##### Extrait du document #####
Élections fédérales 2021 et assurance-chômage : le temps du rafistolage est révolu
Interventions médiatiques | 20 septembre
Alors que l’économie est encore lourdement affectée par une pandémie qui n’en finit plus de finir, la Prestation canadienne de relance économique (PCRE) est devenue le bouc-émissaire tout trouvé pour expliquer la pénurie de main-d’œuvre au Québec.
Si cet argumentaire, émanant le plus souvent du patronat, peut être critiqué pour son simplisme et sa démagogie, le plus navrant est qu’il crée en ce moment un écran de fumée qui distrait de l’enjeu qui devrait nous occuper en campagne électorale : le programme d’assurance-emploi (AE). En effet, si le filet social s’est amélioré pour les sans-emploi durant la pandémie, ce n’est que passager.
Rappelons que la Prestation canadienne d’urgence (PCU) a été mise en place dans l’urgence au printemps 2020 pour pallier un programme d’assurance-emploi complètement inadapté pour faire face à la crise, comme il l’est d’ailleurs depuis des décennies à réellement aider les travailleur.ses au chômage.
Et ce de l’avis même du président du Conseil du Trésor et ancien ministre en charge du dossier, Jean-Yves Duclos, qui déclarait l’an dernier : « On savait que le filet de l’assurance emploi était un peu trop percé, ne couvrait pas assez grand, mais on n’a pas procédé assez rapidement à sa réforme. »
Depuis trois décennies, les groupes de défense des chômeur.ses et les syndicats revendiquent des changements profonds à un programme inaccessible et injuste, auquel à peine 40% des travailleurs auront droit en cas de chômage. Un programme discriminatoire envers les femmes et qui précarise les sans-emploi les plus pauvres au lieu de les soutenir.
Depuis l’aveu d’échec pandémique, un certain consensus semblait se dessiner : le temps du rafistolage de l’assurance-chômage est révolu. Malheureusement, aucun des principaux partis fédéraux ne semble aller dans ce sens. Encore une fois, on semble vouloir régler les problèmes à la pièce, plutôt que de créer un régime d’assurance-chômage juste et universel.
Le NPD propose de créer un supplément de faible revenu à l’AE pour les travailleur.ses plus pauvres, de créer un projet-pilote pour augmenter la couverture des saisonniers et de permettre de toucher des prestations en cas de départ volontaire, mais dans des cas bien précis. De son côté, le Parti conservateur souhaite créer une Super Assurance Emploi qui offrira temporairement des prestations plus généreuses lorsqu’une province sera en récession.
Toutes ces mesures, bien qu’elles puissent être intéressantes à court terme, versent dans le clientélisme et colmatent les brèches temporairement, sans plus. Perdre son travail est un épisode particulièrement difficile, financièrement et humainement et ce, peu importe notre région ou le type d’emploi qu’on occupe. Un régime réellement universel et équitable offrirait une protection digne de ce nom pour tous et toutes, incluant au premier chef les travailleur.ses occupant des emplois saisonniers, à temps partiel et/ou précaires.
##### Données fournies #####
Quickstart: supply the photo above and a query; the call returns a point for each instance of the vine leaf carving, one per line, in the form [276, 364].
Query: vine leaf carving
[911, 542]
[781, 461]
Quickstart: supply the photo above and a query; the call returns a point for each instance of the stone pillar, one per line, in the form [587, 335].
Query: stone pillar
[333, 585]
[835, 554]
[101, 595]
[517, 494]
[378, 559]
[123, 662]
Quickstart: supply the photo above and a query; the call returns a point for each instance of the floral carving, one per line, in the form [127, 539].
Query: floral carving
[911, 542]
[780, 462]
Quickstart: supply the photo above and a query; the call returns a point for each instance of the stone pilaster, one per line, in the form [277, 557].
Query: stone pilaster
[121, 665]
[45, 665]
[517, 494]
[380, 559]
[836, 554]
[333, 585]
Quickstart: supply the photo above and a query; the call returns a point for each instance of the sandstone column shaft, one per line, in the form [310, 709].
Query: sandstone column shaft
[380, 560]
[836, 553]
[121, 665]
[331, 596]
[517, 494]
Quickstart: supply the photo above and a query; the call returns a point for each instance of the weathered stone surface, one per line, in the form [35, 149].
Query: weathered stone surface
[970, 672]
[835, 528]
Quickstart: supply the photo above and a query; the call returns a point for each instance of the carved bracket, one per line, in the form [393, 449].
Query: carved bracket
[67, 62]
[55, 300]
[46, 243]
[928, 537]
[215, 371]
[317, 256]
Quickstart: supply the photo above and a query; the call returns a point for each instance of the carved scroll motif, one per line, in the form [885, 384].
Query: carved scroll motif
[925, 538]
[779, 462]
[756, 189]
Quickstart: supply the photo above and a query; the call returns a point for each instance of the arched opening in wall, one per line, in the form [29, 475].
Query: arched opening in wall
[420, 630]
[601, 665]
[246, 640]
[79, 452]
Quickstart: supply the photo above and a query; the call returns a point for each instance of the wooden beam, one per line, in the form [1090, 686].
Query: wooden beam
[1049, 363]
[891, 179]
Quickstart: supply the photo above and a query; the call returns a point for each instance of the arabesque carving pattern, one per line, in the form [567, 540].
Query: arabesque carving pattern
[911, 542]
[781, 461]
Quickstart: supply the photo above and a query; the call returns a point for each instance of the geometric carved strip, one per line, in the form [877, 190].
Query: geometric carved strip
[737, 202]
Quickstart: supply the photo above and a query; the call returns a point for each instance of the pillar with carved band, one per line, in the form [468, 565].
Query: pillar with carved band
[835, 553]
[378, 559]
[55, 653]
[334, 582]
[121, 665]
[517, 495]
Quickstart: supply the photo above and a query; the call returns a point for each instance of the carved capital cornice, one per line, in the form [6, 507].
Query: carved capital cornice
#####
- Consignes à suivre -
A - Répondez brièvement à ces questions sur le texte sur l'assurance-chômage :
(i) Quelle proportion des travailleurs aura droit au programme d'assurance-emploi en cas de chômage ?
(ii) À quel moment la Prestation canadienne d'urgence a-t-elle été mise en place ?
(iii) Quel nom porte la mesure que souhaite créer le Parti conservateur ?
B - Relevez tous les sigles qui figurent dans le texte sur l'assurance-chômage.
C - Recopiez le passage du texte sur l'assurance-chômage compris entre « Toutes ces mesures, bien » et « partiel et/ou précaires. », ces deux passages inclus.

- Réponses aux consignes -
A -
(i) À peine 40 % des travailleurs.
(ii) Au printemps 2020.
(iii) Une Super Assurance Emploi.

B - PCRE, AE, PCU, NPD

C -
Toutes ces mesures, bien qu’elles puissent être intéressantes à court terme, versent dans le clientélisme et colmatent les brèches temporairement, sans plus. Perdre son travail est un épisode particulièrement difficile, financièrement et humainement et ce, peu importe notre région ou le type d’emploi qu’on occupe. Un régime réellement universel et équitable offrirait une protection digne de ce nom pour tous et toutes, incluant au premier chef les travailleur.ses occupant des emplois saisonniers, à temps partiel et/ou précaires.